## TASK GOAL
Copy out the items below word for word, starting at the line that contains "target | suv tail light" and ending with the last line of the items.
━━━━━ ENTRIES SUPPLIED ━━━━━
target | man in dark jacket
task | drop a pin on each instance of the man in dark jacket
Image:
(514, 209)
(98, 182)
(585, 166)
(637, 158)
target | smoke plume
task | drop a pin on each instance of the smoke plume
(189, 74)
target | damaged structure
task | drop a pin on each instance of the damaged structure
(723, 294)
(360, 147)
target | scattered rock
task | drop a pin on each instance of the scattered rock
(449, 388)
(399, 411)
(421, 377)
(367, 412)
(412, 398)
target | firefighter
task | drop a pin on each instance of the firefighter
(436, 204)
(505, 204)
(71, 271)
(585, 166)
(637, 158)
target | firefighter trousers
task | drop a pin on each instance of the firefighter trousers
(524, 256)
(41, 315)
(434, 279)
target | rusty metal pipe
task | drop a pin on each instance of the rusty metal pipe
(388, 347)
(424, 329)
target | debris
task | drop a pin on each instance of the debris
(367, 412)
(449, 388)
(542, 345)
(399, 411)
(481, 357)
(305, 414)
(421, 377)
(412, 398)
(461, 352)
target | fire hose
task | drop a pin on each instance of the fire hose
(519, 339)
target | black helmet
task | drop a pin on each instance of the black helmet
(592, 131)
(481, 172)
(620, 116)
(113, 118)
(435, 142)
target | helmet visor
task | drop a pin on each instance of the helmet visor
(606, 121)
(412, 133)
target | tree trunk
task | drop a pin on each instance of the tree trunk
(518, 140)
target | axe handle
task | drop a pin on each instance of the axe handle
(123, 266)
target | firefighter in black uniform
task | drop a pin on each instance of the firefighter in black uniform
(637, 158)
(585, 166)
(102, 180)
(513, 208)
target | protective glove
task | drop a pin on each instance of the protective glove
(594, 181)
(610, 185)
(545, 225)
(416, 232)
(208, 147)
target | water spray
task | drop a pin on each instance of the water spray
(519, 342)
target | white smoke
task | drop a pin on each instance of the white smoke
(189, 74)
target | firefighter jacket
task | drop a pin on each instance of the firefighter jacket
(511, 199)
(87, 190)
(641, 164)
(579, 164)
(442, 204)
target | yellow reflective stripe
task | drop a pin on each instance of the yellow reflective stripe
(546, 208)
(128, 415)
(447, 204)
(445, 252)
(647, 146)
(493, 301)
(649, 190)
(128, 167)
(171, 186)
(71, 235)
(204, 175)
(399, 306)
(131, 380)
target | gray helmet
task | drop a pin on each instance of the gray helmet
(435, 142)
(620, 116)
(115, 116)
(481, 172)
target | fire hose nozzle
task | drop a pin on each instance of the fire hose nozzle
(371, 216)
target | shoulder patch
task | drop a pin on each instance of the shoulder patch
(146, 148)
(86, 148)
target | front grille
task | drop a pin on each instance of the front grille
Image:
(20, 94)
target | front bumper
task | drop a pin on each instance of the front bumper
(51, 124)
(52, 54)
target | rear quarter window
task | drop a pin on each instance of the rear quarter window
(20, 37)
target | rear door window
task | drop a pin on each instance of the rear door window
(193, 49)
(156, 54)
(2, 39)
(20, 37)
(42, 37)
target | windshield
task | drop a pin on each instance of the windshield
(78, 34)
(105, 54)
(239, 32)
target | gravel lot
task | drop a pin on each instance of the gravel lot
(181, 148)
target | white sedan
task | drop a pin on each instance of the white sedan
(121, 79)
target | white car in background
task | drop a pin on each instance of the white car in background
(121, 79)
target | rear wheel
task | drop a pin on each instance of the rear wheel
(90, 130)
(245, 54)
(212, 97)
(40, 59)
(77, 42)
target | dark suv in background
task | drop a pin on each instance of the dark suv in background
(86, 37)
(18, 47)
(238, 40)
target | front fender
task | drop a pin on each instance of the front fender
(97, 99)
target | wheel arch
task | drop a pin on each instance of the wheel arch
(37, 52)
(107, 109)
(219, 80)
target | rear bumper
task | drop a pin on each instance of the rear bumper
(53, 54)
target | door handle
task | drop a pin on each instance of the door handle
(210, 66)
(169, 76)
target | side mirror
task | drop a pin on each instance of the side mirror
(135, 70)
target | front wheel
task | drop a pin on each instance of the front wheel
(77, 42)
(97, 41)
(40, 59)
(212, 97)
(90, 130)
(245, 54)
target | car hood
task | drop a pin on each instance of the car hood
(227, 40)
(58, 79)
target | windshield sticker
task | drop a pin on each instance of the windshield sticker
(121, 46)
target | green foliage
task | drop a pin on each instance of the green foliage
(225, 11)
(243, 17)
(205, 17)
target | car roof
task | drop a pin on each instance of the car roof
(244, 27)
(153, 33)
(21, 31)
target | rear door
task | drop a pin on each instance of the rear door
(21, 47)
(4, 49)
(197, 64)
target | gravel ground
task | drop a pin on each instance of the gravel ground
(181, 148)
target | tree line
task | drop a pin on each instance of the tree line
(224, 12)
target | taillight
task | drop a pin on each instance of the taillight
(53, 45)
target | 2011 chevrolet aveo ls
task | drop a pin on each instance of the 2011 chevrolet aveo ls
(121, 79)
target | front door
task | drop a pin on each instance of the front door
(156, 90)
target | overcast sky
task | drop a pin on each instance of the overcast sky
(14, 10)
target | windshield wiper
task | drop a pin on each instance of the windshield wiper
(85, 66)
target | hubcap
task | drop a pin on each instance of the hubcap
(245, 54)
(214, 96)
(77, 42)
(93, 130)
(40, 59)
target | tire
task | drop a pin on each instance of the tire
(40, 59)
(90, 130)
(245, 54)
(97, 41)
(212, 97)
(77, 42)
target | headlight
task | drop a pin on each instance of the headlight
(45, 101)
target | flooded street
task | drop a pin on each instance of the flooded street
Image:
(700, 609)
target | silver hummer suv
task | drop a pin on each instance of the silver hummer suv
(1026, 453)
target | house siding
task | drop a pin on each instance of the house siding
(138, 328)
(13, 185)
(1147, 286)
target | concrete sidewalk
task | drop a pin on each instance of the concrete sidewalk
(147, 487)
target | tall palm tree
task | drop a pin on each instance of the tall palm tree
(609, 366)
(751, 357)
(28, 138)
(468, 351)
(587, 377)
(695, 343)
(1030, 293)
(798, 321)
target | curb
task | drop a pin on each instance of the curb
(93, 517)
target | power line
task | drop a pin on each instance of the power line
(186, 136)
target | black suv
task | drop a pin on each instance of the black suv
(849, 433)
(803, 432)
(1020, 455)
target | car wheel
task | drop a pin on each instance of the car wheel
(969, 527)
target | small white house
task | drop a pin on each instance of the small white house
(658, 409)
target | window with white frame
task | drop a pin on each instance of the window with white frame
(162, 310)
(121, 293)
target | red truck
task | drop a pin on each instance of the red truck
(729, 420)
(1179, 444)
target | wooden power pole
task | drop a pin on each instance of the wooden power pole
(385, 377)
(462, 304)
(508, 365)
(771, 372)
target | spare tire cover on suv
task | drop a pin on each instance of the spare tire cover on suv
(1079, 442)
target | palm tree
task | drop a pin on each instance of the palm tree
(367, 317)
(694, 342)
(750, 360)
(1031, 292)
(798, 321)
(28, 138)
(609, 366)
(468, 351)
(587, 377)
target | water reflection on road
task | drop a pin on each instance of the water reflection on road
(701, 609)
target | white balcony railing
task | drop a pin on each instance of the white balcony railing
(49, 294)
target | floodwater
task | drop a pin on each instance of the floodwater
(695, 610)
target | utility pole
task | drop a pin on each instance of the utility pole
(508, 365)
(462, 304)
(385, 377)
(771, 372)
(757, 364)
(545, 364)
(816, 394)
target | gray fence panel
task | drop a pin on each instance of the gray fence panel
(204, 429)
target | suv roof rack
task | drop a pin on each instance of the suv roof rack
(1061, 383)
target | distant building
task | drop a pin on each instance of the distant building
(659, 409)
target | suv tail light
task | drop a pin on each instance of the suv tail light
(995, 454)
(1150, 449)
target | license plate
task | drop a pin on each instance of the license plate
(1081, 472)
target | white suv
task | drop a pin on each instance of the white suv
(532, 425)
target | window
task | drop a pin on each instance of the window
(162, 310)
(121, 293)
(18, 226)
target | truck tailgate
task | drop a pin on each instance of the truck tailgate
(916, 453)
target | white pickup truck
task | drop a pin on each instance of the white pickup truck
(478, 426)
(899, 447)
━━━━━
## SOLUTION TO THIS TASK
target | suv tail light
task | drop a pin on each instance of the suv tail light
(995, 454)
(1150, 449)
target | license plate
task | drop a pin on each instance of the license plate
(1081, 472)
target | white suv
task | drop a pin on each instance of the white suv
(532, 425)
target | window
task | drop a pin on each instance of the window
(162, 310)
(121, 293)
(18, 226)
target | truck tailgate
task | drop a pin on each instance of the truck tailgate
(916, 453)
target | white pickup truck
task | drop a pin on each instance of the white pickup truck
(478, 426)
(899, 447)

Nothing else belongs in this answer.